> [Some items]
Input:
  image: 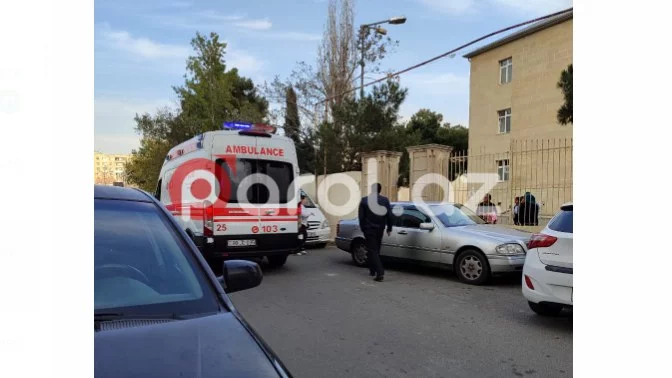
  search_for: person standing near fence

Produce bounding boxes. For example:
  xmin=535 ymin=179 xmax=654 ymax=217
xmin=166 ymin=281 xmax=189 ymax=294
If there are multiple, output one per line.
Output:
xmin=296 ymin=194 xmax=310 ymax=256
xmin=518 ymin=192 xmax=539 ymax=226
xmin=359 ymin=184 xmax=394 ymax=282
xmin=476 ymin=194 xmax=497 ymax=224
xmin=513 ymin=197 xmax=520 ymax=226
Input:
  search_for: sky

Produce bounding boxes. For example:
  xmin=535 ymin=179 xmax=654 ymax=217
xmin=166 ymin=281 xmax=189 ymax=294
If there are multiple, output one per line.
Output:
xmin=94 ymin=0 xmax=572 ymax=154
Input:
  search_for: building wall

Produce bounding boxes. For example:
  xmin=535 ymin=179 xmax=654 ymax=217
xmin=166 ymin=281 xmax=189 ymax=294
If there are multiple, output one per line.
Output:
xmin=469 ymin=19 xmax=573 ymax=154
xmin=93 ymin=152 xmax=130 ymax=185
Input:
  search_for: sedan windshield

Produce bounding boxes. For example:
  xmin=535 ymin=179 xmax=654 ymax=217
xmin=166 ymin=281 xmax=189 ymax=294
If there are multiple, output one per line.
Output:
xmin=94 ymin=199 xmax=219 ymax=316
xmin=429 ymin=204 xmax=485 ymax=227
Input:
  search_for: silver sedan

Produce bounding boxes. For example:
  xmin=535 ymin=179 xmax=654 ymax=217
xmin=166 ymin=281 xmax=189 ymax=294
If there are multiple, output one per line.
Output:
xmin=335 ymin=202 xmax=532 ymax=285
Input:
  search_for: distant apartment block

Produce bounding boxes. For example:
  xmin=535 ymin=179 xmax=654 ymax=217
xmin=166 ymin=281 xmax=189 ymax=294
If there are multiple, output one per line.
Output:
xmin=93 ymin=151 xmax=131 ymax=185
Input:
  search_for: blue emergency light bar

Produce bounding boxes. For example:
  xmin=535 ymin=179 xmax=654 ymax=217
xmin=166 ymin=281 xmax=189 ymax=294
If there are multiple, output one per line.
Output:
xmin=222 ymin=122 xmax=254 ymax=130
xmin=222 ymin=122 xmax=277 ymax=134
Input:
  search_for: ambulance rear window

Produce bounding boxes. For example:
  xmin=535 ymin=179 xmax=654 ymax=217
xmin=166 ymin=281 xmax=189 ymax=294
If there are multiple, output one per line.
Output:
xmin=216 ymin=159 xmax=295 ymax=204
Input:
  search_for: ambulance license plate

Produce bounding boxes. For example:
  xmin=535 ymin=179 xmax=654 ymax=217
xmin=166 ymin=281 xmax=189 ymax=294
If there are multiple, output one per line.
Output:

> [Instruction]
Reproduce the items above verbatim, from their beginning through the line containing "xmin=93 ymin=151 xmax=131 ymax=185", including that line. Omit the pictures from your reproduction.

> [Solution]
Input:
  image: 
  search_for: person standing near fence

Produce bounding boxes. For example:
  xmin=535 ymin=179 xmax=654 ymax=217
xmin=166 ymin=281 xmax=189 ymax=294
If there are multiple, output one per line.
Output:
xmin=296 ymin=194 xmax=310 ymax=256
xmin=518 ymin=192 xmax=539 ymax=226
xmin=359 ymin=184 xmax=394 ymax=282
xmin=476 ymin=194 xmax=497 ymax=224
xmin=513 ymin=197 xmax=520 ymax=226
Input:
  search_for: sky

Produce bounding boxes. For example:
  xmin=535 ymin=179 xmax=654 ymax=217
xmin=166 ymin=281 xmax=189 ymax=294
If there are multiple, output one per line.
Output:
xmin=94 ymin=0 xmax=572 ymax=154
Input:
  search_for: building wall

Produce bounding boxes. For example:
  xmin=535 ymin=179 xmax=654 ymax=217
xmin=166 ymin=281 xmax=189 ymax=294
If there are multiple, output one per line.
Output:
xmin=469 ymin=19 xmax=573 ymax=154
xmin=93 ymin=152 xmax=130 ymax=185
Input:
  search_for: sedan windshield

Produce bounding boxes. For example:
  xmin=535 ymin=179 xmax=654 ymax=217
xmin=166 ymin=281 xmax=189 ymax=294
If there are multiple, output one per line.
Output:
xmin=94 ymin=199 xmax=219 ymax=316
xmin=429 ymin=204 xmax=485 ymax=227
Input:
  search_for: silver sedan

Produce bounding boxes. For example:
  xmin=535 ymin=179 xmax=654 ymax=217
xmin=166 ymin=281 xmax=189 ymax=294
If there are multiple, output one per line.
Output:
xmin=335 ymin=202 xmax=532 ymax=285
Input:
  search_for: distant apartment block

Produce bounding boxes. For example:
  xmin=535 ymin=179 xmax=654 ymax=217
xmin=166 ymin=281 xmax=189 ymax=294
If there are multiple, output one per line.
Output:
xmin=93 ymin=151 xmax=131 ymax=185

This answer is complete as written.